▶ [TEXTE]
□ □ □
Au Poulfanc, Jean Mathurin TREHONDAT s'est remarié le 30/1/1906 avec Marie Anne LE GUENNE [23/5/1878-6/4/1904] qui déclare l'activité de cabaretière. A son décès l'année suivante, c'est elle qui va prendre les rennes de la forge familiale avec son beau-frère Pierre Marie TREHONDAT [19/4/1881 - ?].
En 1911, l'apprenti DAUBER est devenu ouvrier chez PETITPIERRE. Au Poulfanc, la forge gérée par Mme LE GUENNE-Tréhondart emploie toujours Joseph GUILLEMOT ainsi que deux jeunes forgerons, Auguste MAHE [17/8/1893-7/6/1917] et Lucien LE PLAT [7/11/1890-19/11/1914], qui perdront la vie durant la guerre 14-18.(Lire lespages Centenaires).
Après guerre, l'équilibre économique et les innovations techniques bouleversent l'ordre précédent.
Au Goah Ver-Purgatoire, Le fils Caudal, engagé volontaire dans l'artillerie coloniale puis l'infirmerie coloniale, ancien combattant de 14-18, ne reprendra pas la forge. Son cousin, Mathurin CAUDAL [3/3/1885 - 18/5/1950], natif de Meucon reprend la forge de Séné où il a épousé Anne Marie JOUAN [26/10/1889 - 23//11/1968] qui sera cabaretière, comme nous le précise le dénombrement de 1921. Il emploie Pierre Marie LOTODE comme forgeron.
Louis Marie DAUBER s'est marié le 26/8/1919 avec Marie Angelina RICHARD [2/10/1896-18/12/1969] et il a repris la forge de PETITPIERRE, son ancien patron.
A Cadouarn, le jeune Pierre Marie MORIO [26/1/1899 - 27/10/1989] est forgeron mécanicien.
Au Poulfanc, Jean François LEROUX est apprenti à la forge Tréhondat alors que les Trehondat-Le Guenne ne sont plus dénombrés au Poulfanc. La forge est bien là. Elle emploie Louis ROPERT en 1924 comme l'indique cette coupure de presse.
Plus tard, la forge Tréhondat fermera et la batiment sera racheté par le café-restaurant Penru dans le sannées 1950. Maison à gauche sur cette photo.
Au dénombrement de 1926, Pierre Marie MORIO, le jeune forgeron mécanicien, formé à la réparation des pièces mécaniques, a repris la forge au Poulfanc. Il s'est marié le 10/4/1923 avec Marie Célestine QUESTER.
Le dénombrement nous indique que Morio emploie Henri Marie ALLANIC domicilié à La Poussinière, Mathurin ALLANIC, domicilié au Versa, le jeune Marcel François HOUEE domicilié à Bézidel et L'ancien apprenti Jean François LEROUX de Limur.
Et nous avons confirmation sur le jeune forgeron Louis ROPERT, blessé en 1924 d'un coup de marteau.
□ □ □
▶ [EXTRAITS DE DONNÉES]
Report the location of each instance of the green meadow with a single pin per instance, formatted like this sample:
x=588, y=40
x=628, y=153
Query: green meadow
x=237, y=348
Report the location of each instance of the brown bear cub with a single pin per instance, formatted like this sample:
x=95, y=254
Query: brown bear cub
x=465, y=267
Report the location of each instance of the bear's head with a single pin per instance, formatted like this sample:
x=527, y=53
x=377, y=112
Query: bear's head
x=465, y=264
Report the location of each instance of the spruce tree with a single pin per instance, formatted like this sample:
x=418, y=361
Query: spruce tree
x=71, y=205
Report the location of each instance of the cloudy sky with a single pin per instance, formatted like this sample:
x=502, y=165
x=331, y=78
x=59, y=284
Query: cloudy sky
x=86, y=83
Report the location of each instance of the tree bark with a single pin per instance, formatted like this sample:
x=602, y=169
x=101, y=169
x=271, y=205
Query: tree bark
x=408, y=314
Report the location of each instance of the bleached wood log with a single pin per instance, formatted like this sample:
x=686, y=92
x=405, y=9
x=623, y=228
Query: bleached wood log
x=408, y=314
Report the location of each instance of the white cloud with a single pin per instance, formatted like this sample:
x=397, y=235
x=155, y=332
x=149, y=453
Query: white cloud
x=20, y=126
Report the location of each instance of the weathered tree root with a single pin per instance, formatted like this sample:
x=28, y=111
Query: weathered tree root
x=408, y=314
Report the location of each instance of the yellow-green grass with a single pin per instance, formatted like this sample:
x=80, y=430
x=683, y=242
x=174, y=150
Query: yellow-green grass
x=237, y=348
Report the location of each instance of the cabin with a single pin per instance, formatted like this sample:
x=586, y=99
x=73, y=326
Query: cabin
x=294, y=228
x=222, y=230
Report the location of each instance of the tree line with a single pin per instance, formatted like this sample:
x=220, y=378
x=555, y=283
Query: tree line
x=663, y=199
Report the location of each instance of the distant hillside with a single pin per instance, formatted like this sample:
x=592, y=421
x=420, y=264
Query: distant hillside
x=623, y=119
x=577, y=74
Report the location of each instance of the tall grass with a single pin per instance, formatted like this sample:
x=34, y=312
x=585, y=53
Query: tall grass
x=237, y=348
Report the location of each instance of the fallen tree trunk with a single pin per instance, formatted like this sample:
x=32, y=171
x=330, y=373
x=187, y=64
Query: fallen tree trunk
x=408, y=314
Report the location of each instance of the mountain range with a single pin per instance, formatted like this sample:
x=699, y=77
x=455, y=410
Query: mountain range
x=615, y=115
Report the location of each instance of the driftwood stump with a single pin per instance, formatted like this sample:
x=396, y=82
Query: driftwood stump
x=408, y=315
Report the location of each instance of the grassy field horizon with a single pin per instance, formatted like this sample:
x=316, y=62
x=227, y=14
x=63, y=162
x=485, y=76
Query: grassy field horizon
□ □ □
▶ [EXERCICES]
[a] Indiquez si chacune des affirmations suivantes s'accorde avec le texte sur les forges, en répondant par oui ou par non et en citant les mots décisifs du texte. (i) Louis Marie DAUBER a repris la forge de son ancien patron PETITPIERRE. (ii) Le fils Caudal a repris la forge après la guerre. (iii) Louis ROPERT a été blessé en 1924 d'un coup de marteau.
[b] Donnez la suite du texte sur les forges, à partir de sa dernière phrase.

▶ [CORRIGÉS]
[a]
(i) Oui : « il a repris la forge de PETITPIERRE, son ancien patron ».
(ii) Non : « ne reprendra pas la forge ».
(iii) Oui : « blessé en 1924 d'un coup de marteau ».

[b]
Le prochain dénombrement nous porte en 1931. Au Poulfanc, on ne voit plus de trace de MORIO. A la "Grenouillère" René RAUD est patron forgeron; il a sans doute repris l'ancienne forge Trehondat. Il y est encore avec son fils Guy RAUD en 1936.
Au bourg, nos deux forgerons, Mathurin CAUDAL et Louis DAUBER sont pointés en 1931 et en 1936.Louis DAUBER a été compagnon dont le surnom, habitude de la confrérie était Berry l'Île d'Amour.
Sur la photo ci-dessus, Louis Dauber, son épouse Angelina RICHARD et leur deux enfants, Louis et Léontine. Lors de l'Exposition Internationale des Arts et des Techniques dans la Vie Moderne à Paris en 1937, Louis DAUBER fils [4/10/1921 - 2/10/1995], alors âgé de 16 ans, reçoit un prix pour un trident ou foëne en fer forgé.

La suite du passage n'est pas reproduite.